> _STATED GOAL_
Retype every entry word for word.

** Start **

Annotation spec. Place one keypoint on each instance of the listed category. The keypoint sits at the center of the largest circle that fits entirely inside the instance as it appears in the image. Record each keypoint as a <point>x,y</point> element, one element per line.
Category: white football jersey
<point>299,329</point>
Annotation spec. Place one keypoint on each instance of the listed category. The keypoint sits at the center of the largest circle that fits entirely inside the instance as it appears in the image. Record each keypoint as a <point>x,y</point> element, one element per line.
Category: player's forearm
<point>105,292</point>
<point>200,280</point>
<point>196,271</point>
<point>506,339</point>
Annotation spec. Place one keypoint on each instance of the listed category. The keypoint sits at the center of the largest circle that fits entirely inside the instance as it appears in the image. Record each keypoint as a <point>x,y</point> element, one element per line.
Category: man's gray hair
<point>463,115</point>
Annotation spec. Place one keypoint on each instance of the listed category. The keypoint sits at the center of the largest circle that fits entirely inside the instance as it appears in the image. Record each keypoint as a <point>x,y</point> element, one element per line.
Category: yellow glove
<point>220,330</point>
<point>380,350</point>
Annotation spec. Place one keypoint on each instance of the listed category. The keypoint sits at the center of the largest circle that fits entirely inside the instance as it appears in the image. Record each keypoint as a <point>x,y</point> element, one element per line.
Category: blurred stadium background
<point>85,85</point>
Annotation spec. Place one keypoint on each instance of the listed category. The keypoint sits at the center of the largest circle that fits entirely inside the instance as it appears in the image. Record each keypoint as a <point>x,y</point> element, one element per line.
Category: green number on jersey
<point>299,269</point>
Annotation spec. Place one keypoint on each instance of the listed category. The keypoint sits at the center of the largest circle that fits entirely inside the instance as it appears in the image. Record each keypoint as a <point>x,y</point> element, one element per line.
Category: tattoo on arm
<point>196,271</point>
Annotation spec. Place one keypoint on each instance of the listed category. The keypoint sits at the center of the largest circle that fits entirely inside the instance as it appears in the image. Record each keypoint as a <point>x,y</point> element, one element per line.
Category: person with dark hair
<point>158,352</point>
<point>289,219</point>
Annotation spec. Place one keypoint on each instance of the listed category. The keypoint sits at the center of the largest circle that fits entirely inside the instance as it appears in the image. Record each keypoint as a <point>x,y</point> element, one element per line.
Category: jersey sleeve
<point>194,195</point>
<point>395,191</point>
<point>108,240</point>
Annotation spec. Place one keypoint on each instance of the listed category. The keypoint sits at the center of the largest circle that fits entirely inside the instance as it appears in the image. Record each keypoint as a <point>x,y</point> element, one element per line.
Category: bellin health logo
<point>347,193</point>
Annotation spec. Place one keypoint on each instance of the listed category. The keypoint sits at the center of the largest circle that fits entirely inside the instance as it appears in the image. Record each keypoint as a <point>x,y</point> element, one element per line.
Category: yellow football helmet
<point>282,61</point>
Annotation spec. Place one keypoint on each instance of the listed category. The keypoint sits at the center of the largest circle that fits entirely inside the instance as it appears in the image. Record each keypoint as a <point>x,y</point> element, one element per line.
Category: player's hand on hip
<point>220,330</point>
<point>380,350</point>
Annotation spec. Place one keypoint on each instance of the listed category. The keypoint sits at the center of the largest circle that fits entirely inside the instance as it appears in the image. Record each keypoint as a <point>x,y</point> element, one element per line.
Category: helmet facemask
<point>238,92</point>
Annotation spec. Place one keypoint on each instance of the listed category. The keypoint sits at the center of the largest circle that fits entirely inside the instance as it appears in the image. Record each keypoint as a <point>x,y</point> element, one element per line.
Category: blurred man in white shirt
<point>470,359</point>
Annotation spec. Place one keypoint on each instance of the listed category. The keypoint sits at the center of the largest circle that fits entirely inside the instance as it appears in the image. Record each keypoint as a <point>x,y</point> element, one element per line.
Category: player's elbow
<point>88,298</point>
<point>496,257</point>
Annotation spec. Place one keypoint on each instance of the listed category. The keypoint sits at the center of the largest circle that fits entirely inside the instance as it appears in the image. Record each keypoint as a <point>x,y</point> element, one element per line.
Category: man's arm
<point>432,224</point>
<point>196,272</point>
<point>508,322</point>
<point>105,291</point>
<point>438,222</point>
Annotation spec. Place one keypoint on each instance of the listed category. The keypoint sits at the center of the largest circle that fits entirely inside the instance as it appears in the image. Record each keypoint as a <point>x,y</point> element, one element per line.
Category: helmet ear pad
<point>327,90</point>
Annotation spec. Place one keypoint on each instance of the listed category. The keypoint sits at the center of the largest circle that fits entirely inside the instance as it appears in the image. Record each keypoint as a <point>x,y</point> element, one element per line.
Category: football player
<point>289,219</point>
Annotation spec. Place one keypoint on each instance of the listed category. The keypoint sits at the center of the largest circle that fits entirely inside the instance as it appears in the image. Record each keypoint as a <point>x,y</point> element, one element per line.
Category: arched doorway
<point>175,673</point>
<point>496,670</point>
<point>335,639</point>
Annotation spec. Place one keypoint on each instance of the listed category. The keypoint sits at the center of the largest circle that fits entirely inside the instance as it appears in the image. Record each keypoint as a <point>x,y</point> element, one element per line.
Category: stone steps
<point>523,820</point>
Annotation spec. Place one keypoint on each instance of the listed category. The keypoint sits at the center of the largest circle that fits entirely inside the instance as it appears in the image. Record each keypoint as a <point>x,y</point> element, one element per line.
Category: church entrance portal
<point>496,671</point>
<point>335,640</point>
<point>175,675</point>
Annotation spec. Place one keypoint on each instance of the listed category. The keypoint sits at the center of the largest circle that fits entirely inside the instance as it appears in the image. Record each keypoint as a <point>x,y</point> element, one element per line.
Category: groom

** End **

> _FINISHED ANSWER_
Annotation spec. Place one keypoint on each instance of the listed category. The keypoint sits at the center of the largest circle that fits entirely inside the instance as it appears in the image. Record each keypoint as a <point>x,y</point> element, one element per line.
Category: white football jersey
<point>299,329</point>
Annotation spec. Place one keypoint on each instance of the listed category. The keypoint sits at the center of the largest circle that fits entirely inside the instance as it appears in the image. Record each keypoint as a <point>x,y</point> element, one element per line.
Category: player's forearm
<point>105,292</point>
<point>200,280</point>
<point>196,271</point>
<point>506,339</point>
Annotation spec. Place one keypoint on each instance of the listed category. The keypoint sits at the center of the largest circle that fits entirely inside the instance as it appears in the image. Record each keypoint as a <point>x,y</point> element, one element per line.
Category: man's gray hair
<point>463,115</point>
Annotation spec. Place one keypoint on each instance of the listed category. The keypoint sits at the center of the largest circle that fits entirely inside the instance as it appears in the image. Record each keypoint as a <point>x,y</point> element, one element per line.
Category: yellow glove
<point>220,330</point>
<point>380,350</point>
Annotation spec. Place one keypoint on each instance of the listed category. The keypoint sits at the center of the largest circle that fits entirely inside the instance as it appears in the image. Record each keypoint as a <point>x,y</point> element, one element per line.
Category: blurred stadium background
<point>85,85</point>
Annotation spec. Place one keypoint on each instance of the listed category. The keypoint sits at the center of the largest circle that fits entirely inside the instance as it appears in the image. Record each keypoint as a <point>x,y</point> element, one element per line.
Category: green number on jersey
<point>299,269</point>
Annotation spec. Place one keypoint on each instance of the listed category. The keypoint sits at the center of the largest circle that fits entirely inside the instance as it appears in the image. Record each keypoint as a <point>x,y</point> element, one element per line.
Category: tattoo on arm
<point>196,271</point>
Annotation spec. Place one keypoint on each instance of the listed category. The keypoint sits at the center of the largest circle that fits entirely inside the instance as it appears in the image. Record each keypoint as a <point>x,y</point> element, one element per line.
Category: person with dark hair
<point>158,352</point>
<point>289,219</point>
Annotation spec. Place one keypoint on each instance of the listed category. The keypoint sits at the center of the largest circle that fits entirely inside the instance as it appears in the image. Record each keypoint as a <point>x,y</point> element, one element per line.
Category: jersey sleeve
<point>194,195</point>
<point>395,191</point>
<point>108,240</point>
Annotation spec. Place one keypoint on each instance of the listed category. The keypoint sits at the center of the largest circle that fits entirely inside the instance as it appears in the image. Record each keypoint as a <point>x,y</point> element, one element per line.
Category: bellin health logo
<point>347,193</point>
Annotation spec. Place one keypoint on each instance of the listed category. The keypoint sits at the center of the largest circle that fits entirely inside the instance as it appears in the image. Record each keypoint as a <point>x,y</point> element, one element per line.
Category: yellow football helmet
<point>282,61</point>
Annotation spec. Place one keypoint on each instance of the listed category. The keypoint sits at the center of the largest circle that fits entirely inside the instance as it appears in the image. Record each keypoint as a <point>x,y</point> element, one element per line.
Category: player's hand on hip
<point>220,330</point>
<point>380,350</point>
Annotation spec. Place one keypoint on each instance of the listed category. The keypoint sits at the center of the largest circle that fits entirely inside the instance as it appears in the image. Record each keypoint as a <point>x,y</point> element, one element per line.
Category: helmet facemask
<point>238,92</point>
Annotation spec. Place one keypoint on each instance of the listed category. The keypoint sits at the center of the largest circle that fits entirely inside the instance as it appears in the image. Record each keypoint as a <point>x,y</point> element, one element per line.
Category: blurred man in white shirt
<point>470,359</point>
Annotation spec. Place one keypoint on each instance of the listed category. The keypoint sits at the center of the largest circle that fits entirely inside the instance as it appears in the image. Record each keypoint as a <point>x,y</point> element, one element per line.
Category: player's elbow
<point>88,298</point>
<point>496,257</point>
Annotation spec. Place one keypoint on each instance of the listed category. The keypoint sits at the center of the largest circle that fits entirely inside the instance as it appears in the image. Record each keypoint as a <point>x,y</point> element, one element per line.
Category: man's arm
<point>432,224</point>
<point>196,272</point>
<point>508,322</point>
<point>105,291</point>
<point>438,222</point>
Annotation spec. Place one keypoint on each instance of the listed category. The keypoint sits at the center of the largest circle that fits entirely inside the instance as it appears in the image. Record each keypoint as a <point>x,y</point> element, one element per line.
Category: helmet ear pad
<point>327,90</point>
Annotation spec. Place one keypoint on each instance of the listed category. The keypoint sits at the center of the largest circle that fits entirely inside the instance as it appears in the image. Record each keypoint as a <point>x,y</point> element, one element per line.
Category: football player
<point>289,219</point>
Annotation spec. Place one keypoint on each instance of the listed category. The keypoint sits at the center of the largest circle that fits entirely inside the instance as it appears in the image. Record each keypoint as a <point>x,y</point> element, one element per line.
Category: arched doorway
<point>175,673</point>
<point>496,670</point>
<point>335,639</point>
Annotation spec. Place one keypoint on each instance of the listed category. The keypoint sits at the center of the largest circle that fits entirely inside the instance as it appears in the image. Record each keypoint as a <point>x,y</point> element, one element per line.
Category: stone steps
<point>523,820</point>
Annotation spec. Place one keypoint on each instance of the listed category. The keypoint sits at the center of the largest circle that fits entirely inside the instance as it appears in the image. Record each keypoint as a <point>x,y</point> element, one element per line.
Category: church entrance portal
<point>496,671</point>
<point>335,640</point>
<point>175,675</point>
Annotation spec. Place one keypoint on each instance of the listed category. The keypoint sits at the center of the largest circle that fits entirely inside the instance as it appears in the image. Record each keypoint as a <point>x,y</point> element, one element per line.
Category: groom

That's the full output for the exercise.